--- START OF TASK MATERIAL ---
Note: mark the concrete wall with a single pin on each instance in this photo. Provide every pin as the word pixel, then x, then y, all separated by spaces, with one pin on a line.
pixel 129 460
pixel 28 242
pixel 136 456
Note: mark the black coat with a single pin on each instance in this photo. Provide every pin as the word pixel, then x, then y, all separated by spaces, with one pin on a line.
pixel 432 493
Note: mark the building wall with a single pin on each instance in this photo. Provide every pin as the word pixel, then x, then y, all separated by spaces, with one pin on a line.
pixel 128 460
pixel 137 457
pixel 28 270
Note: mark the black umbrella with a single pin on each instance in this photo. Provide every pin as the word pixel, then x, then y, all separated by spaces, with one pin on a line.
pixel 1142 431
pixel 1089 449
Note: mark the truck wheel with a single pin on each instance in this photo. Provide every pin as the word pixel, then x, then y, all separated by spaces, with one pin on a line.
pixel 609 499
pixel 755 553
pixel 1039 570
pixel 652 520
--- END OF TASK MATERIAL ---
• DO THIS: Copy the lines without changes, from the line that contains "Note: mark the black coat" through the line that contains "pixel 1089 449", including both of those lines.

• RESULT FOR THIS TASK:
Note: mark the black coat with a single pin on each instance in this photo. Provide every pin as the word pixel, then x, then y, all separated by spaces, with one pin on a line.
pixel 432 493
Note: mark the building wall with a single pin on each instance in this photo. Provide every pin as the word pixel, then x, then y, all separated by spaces, with one pin on a line.
pixel 128 460
pixel 137 457
pixel 28 270
Note: mark the black umbrella with a single pin on each instance in this photo. Provide every pin as the word pixel, then x, then y, all separated by spaces, with one pin on a line.
pixel 1142 431
pixel 1089 449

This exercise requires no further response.